[Records from a point annotation dataset]
— start —
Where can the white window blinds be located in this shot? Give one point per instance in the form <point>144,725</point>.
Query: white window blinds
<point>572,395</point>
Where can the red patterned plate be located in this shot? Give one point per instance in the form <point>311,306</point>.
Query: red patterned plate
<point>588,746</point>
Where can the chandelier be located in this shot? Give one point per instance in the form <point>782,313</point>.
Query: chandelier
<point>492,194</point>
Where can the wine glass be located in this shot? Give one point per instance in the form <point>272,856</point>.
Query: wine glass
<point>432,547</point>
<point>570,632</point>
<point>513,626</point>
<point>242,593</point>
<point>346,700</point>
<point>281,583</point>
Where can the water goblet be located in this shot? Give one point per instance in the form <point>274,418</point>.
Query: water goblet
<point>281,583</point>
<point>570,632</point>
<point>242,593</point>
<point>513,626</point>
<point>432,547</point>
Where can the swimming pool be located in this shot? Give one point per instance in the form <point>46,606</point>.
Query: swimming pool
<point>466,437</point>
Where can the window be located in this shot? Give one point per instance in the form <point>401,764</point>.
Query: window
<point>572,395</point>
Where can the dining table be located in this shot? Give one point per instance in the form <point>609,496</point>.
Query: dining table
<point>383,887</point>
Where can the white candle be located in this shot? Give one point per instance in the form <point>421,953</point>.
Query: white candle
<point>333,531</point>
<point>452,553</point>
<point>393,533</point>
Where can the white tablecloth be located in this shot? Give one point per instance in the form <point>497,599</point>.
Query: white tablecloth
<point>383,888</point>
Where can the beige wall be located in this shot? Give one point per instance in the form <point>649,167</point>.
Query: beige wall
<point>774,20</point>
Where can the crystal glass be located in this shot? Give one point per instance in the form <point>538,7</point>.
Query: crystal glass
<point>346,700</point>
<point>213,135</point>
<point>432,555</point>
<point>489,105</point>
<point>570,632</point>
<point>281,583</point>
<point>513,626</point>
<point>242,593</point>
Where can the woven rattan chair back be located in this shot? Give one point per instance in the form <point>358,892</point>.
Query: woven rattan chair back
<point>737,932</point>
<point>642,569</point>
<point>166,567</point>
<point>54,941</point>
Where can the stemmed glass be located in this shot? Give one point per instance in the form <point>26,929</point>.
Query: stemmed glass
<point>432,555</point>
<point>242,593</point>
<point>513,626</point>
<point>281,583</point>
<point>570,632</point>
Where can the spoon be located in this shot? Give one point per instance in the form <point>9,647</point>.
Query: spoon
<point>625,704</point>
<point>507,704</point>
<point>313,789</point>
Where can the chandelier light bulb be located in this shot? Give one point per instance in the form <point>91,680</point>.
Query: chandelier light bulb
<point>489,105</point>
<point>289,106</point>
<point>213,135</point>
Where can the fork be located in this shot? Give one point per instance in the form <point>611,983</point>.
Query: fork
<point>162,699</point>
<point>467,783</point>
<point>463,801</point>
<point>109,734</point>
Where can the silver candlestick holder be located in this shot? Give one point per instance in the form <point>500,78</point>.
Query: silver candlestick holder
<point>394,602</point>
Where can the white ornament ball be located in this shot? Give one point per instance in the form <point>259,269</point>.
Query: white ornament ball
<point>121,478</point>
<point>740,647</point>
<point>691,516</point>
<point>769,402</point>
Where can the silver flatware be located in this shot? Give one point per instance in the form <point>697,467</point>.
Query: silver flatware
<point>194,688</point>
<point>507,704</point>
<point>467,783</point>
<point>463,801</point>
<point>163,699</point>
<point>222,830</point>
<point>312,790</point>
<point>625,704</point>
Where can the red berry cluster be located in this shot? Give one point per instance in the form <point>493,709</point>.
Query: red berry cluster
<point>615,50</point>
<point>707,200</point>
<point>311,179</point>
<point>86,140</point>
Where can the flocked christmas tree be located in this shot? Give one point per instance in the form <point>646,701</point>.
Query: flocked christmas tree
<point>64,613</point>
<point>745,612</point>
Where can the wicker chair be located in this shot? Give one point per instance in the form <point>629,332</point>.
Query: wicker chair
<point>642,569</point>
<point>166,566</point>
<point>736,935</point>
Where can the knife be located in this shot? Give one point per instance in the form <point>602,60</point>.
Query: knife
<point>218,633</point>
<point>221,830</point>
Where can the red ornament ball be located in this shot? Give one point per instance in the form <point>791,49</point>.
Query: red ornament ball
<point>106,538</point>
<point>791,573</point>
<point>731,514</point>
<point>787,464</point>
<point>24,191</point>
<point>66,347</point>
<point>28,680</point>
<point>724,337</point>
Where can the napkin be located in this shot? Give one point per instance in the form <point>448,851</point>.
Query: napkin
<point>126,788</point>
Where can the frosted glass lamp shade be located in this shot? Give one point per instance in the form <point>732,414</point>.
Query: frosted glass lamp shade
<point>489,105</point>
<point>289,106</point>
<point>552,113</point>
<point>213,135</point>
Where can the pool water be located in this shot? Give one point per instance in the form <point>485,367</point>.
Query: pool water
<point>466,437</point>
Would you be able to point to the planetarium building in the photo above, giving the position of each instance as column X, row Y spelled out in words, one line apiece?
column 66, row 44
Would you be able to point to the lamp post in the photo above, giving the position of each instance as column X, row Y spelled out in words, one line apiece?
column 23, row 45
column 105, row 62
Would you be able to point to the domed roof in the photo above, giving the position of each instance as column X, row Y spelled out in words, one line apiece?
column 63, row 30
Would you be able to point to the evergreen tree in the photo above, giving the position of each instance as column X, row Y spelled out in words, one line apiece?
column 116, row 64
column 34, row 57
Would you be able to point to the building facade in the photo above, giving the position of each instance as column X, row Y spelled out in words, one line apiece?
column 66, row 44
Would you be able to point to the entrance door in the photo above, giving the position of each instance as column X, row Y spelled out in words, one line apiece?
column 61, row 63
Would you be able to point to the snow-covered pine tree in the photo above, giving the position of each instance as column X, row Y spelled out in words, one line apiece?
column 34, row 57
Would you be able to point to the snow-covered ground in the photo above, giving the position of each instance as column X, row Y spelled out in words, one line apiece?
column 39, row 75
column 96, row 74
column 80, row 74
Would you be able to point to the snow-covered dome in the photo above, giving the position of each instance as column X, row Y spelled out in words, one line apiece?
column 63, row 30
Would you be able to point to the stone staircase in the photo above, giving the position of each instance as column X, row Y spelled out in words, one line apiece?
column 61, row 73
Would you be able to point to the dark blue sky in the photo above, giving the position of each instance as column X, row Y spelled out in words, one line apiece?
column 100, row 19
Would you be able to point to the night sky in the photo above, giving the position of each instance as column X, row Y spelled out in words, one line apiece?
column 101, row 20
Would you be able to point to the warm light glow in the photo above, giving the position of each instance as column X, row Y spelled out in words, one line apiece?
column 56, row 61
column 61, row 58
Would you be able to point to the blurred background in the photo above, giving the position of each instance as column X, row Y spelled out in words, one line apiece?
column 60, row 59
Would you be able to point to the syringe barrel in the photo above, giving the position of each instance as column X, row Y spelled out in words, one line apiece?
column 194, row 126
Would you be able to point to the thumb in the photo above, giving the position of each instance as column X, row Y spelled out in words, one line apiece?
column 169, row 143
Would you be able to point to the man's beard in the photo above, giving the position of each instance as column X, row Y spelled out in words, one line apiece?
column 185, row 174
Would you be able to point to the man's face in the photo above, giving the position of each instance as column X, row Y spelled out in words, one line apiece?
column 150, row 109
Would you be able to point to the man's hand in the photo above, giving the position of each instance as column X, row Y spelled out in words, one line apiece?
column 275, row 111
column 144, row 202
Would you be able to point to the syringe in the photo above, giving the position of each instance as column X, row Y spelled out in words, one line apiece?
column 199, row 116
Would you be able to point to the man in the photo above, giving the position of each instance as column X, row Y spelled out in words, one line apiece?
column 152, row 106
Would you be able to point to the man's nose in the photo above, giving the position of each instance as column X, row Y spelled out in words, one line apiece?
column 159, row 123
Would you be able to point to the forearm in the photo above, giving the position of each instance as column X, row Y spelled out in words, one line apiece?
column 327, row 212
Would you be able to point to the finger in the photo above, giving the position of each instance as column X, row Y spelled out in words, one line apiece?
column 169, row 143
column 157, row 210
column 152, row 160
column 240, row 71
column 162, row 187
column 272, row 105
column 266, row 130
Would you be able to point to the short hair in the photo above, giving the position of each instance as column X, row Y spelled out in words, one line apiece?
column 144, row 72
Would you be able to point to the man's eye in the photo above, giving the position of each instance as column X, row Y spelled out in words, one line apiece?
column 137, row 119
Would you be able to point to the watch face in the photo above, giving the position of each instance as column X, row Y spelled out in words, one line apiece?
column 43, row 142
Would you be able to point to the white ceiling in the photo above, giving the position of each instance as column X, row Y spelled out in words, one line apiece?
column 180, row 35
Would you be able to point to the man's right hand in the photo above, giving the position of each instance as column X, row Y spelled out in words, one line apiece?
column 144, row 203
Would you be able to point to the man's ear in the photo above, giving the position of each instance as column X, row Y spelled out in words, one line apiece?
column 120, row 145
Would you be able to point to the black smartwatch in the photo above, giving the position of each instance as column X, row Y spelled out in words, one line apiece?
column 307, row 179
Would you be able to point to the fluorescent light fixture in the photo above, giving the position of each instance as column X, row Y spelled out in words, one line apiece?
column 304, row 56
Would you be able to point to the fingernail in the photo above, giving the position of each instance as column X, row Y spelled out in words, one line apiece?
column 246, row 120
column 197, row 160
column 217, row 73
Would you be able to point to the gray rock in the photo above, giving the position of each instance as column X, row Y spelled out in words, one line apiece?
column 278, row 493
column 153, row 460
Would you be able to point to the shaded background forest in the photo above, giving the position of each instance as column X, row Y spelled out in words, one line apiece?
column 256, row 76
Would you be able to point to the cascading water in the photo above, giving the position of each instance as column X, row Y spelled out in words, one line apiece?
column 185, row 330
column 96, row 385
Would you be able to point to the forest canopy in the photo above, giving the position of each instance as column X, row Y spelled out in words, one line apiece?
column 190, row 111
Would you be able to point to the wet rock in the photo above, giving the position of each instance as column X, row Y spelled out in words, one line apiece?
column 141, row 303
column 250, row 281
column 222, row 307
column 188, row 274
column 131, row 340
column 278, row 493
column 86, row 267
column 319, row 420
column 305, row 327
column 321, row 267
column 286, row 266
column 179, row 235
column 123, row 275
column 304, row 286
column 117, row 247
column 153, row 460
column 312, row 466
— end —
■ Set exercise:
Write out these lines from the data above with no changes. Begin at the line that has "Would you be able to point to the man's ear" and stop after the line that has "column 190, row 111".

■ Full answer:
Would you be able to point to the man's ear in the photo above, giving the position of each instance as column X, row Y spelled out in words, one line apiece?
column 120, row 145
Would you be able to point to the black smartwatch in the photo above, giving the position of each instance as column X, row Y spelled out in words, one line apiece?
column 307, row 179
Would you be able to point to the fluorescent light fixture in the photo above, giving the position of each instance as column X, row Y spelled out in words, one line apiece?
column 304, row 56
Would you be able to point to the fingernail in the photo above, giving the position of each instance as column X, row Y spelled out in words, one line apiece?
column 246, row 120
column 197, row 160
column 217, row 73
Would you be able to point to the gray rock in the photo above, giving the position of each instance as column X, row Y spelled out in words, one line apiece?
column 278, row 493
column 153, row 460
Would you be able to point to the shaded background forest in the photo above, giving the position of each instance as column X, row Y spelled out in words, one line apiece?
column 256, row 76
Would you be able to point to the cascading water in the photo above, giving the position of each instance as column X, row Y spelled out in words, one line apiece?
column 185, row 330
column 96, row 385
Would you be able to point to the forest canopy in the photo above, giving the position of each instance as column X, row Y spelled out in words, one line apiece?
column 190, row 111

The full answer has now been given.